#### [MATERIAL FOR THIS TASK]
▼▼▼

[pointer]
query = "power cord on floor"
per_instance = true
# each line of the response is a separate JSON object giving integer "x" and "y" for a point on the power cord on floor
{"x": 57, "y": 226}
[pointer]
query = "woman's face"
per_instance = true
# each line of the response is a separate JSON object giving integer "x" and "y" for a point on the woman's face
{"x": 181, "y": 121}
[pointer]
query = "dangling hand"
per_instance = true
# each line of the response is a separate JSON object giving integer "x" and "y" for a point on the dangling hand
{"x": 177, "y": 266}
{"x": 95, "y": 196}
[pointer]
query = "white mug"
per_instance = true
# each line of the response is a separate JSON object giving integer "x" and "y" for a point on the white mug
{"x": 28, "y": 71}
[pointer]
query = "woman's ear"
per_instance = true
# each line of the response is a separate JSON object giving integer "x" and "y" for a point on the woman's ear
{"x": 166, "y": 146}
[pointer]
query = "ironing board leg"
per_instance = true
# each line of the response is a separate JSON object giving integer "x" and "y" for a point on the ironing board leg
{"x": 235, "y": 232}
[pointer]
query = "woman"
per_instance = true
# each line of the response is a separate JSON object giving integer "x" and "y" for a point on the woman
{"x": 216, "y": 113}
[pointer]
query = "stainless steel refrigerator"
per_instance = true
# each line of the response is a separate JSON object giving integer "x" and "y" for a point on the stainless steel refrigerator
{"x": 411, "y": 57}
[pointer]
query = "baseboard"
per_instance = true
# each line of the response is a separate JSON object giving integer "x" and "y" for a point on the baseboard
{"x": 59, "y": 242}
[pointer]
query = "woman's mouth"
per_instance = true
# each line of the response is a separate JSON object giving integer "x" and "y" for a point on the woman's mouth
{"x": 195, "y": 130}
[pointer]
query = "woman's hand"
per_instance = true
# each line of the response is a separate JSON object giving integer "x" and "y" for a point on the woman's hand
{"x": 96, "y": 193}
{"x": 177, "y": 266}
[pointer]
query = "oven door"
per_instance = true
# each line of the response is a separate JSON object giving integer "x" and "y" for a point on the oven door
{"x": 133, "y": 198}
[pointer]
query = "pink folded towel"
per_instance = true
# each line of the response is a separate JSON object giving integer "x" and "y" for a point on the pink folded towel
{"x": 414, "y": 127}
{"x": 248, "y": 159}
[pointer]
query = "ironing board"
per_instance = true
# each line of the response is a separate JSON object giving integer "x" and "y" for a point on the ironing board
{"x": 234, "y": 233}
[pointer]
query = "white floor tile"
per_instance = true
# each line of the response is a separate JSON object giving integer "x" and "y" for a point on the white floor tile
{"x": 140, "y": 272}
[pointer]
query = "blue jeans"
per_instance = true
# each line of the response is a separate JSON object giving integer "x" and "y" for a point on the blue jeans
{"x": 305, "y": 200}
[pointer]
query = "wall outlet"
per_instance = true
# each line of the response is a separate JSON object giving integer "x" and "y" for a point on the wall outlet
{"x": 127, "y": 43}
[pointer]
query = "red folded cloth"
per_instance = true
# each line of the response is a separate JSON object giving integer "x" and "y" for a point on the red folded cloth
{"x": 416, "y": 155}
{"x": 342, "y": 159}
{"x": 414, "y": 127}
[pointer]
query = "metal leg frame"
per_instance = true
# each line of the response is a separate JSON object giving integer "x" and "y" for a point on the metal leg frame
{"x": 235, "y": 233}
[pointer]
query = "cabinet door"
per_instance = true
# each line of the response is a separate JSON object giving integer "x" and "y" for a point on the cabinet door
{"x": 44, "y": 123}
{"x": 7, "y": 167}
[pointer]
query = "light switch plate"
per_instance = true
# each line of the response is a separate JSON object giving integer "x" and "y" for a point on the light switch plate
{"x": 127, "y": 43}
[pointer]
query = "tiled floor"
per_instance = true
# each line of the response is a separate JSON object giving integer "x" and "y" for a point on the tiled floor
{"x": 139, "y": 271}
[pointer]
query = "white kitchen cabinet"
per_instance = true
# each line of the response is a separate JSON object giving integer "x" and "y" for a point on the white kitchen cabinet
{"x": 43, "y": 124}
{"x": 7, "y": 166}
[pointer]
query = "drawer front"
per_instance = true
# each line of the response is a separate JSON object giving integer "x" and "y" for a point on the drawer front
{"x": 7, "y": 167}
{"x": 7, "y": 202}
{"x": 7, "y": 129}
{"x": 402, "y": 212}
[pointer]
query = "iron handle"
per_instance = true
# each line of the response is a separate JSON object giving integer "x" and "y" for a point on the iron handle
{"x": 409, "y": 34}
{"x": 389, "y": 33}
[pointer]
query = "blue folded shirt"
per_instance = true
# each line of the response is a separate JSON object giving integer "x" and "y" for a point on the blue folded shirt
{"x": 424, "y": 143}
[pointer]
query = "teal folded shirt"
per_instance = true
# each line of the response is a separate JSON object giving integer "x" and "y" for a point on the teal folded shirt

▲▲▲

#### [TASK]
Please extract every line in the entries above that contains the word "oven".

#### [CORRECT RESULT]
query = "oven door"
# each line of the response is a separate JSON object giving integer "x" and "y" for a point on the oven door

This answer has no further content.